- **Exercise A**
In the metal best-of list, rewrite the passage between "Sumo Cyco –" and "the group. (review)", inclusive, substituting "percussionist" for "drummer".
- **Exercise B**
Translate this sentence from the metal best-of list into Spanish: "Whatever I happen to like coexists peacefully in my ears and in this round-up."

- **Document**
____________

‘To hell is where I’ll go’ … Live Metal’s best of 2021

By Greg Maki
After the hellscape of 2020, music surged back in a big way throughout 2021. Concerts—even festivals—returned along with a flood of new releases from artists young and old. Metal and hard rock remain far outside the mainstream, but if you put in the effort to look, I’d argue that there’s more quality music in either genre now than ever before. In fact, there are dozens of albums that I love but didn’t have room for on this list. And for the record, I don’t make much of a distinction between metal and hard rock—or any of the many, many subgenres. Whatever I happen to like coexists peacefully in my ears and in this round-up. I’m also not out to show you how cool and edgy I am by selecting the most obscure bands with the most unreadable logos (not that there’s anything wrong with those bands or logos, by the way). So let’s get to it.


Architects – “For Those That Wish to Exist”
Beartooth – “Below” (review)
Danko Jones – “Power Trio” (review)
Dream Theater – “A View from the Top of the World” (review)
Exodus – “Persona Non Grata”
Iron Maiden – “Senjutsu”
Jinjer – “Wallflowers” (review)
Ayron Jones – “Child of the State”
Light the Torch – “You Will Be the Death of Me” (review)
Mammoth WVH – “Mammoth WVH”
Dee Snider – “Leave a Scar”
Sumo Cyco – “Initiation” (review)
Tetrarch – “Unstable” (review)
Venues – “Solace” (review)
Volbeat – “Servant of the Mind”

10. Tremonti – “Marching in Time”

“If it were not for you, then I’d be dead …”

Front to back, the fifth album from Alter Bridge/Creed guitarist Mark Tremonti’s eponymous band might be its strongest yet. It’s a showcase for Mark’s stellar songwriting, muscular and deft guitar playing, and continually improving vocals. But it also allows the entire band to shine, especially drummer Ryan Bennett, who lays down a thunderous foundation in his recording debut with the group. (review)

Key tracks: “A World Away,” “In One Piece,” “Marching in Time”

9. Gojira – “Fortitude”

“The greatest miracle is burning to the ground …”

What is left to be said about Gojira’s seventh album that hasn’t been written in virtually every metal publication’s year-end wrap-up? “Fortitude” is a more adventurous continuation of the less death/more groove sound the band explored on 2016’s “Magma” with a heavy emphasis on environmental preservation. It’s a masterclass in metal, and respect to the band for trying to use its platform to make the world a better place. 

Key tracks: “Born for One Thing,” “Amazonia,” “The Chant”

8. Black Label Society – “Doom Crew Inc.”

____________

- **Data rows**
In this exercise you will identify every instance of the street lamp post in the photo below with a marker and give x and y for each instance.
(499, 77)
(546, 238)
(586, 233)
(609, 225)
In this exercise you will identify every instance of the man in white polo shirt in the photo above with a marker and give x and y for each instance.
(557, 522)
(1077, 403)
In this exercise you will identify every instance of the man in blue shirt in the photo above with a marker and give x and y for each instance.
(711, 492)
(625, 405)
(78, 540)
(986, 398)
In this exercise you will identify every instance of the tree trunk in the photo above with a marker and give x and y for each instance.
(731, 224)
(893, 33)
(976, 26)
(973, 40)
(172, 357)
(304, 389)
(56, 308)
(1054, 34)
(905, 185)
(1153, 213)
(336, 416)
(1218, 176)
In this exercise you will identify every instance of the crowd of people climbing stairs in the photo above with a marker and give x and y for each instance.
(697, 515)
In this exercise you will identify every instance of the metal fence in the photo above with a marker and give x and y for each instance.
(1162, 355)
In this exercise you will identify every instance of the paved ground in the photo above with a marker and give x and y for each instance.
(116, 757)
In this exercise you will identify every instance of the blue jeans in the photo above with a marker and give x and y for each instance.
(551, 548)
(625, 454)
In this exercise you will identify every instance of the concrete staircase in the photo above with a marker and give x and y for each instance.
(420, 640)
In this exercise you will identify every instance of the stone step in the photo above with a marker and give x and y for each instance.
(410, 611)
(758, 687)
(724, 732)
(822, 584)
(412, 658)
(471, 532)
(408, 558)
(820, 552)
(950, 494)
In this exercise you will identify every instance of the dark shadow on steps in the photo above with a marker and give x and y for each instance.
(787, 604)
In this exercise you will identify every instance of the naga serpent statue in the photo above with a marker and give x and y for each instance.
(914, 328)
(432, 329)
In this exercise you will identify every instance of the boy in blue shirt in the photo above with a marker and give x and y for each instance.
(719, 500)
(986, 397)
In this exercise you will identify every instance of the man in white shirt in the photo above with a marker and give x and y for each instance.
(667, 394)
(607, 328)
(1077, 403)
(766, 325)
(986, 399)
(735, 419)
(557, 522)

____________

- **Output A**
Sumo Cyco – “Initiation” (review)
Tetrarch – “Unstable” (review)
Venues – “Solace” (review)
Volbeat – “Servant of the Mind”

10. Tremonti – “Marching in Time”

“If it were not for you, then I’d be dead …”

Front to back, the fifth album from Alter Bridge/Creed guitarist Mark Tremonti’s eponymous band might be its strongest yet. It’s a showcase for Mark’s stellar songwriting, muscular and deft guitar playing, and continually improving vocals. But it also allows the entire band to shine, especially percussionist Ryan Bennett, who lays down a thunderous foundation in his recording debut with the group. (review)

- **Output B**
Lo que sea que me guste convive en paz en mis oídos y en esta recopilación.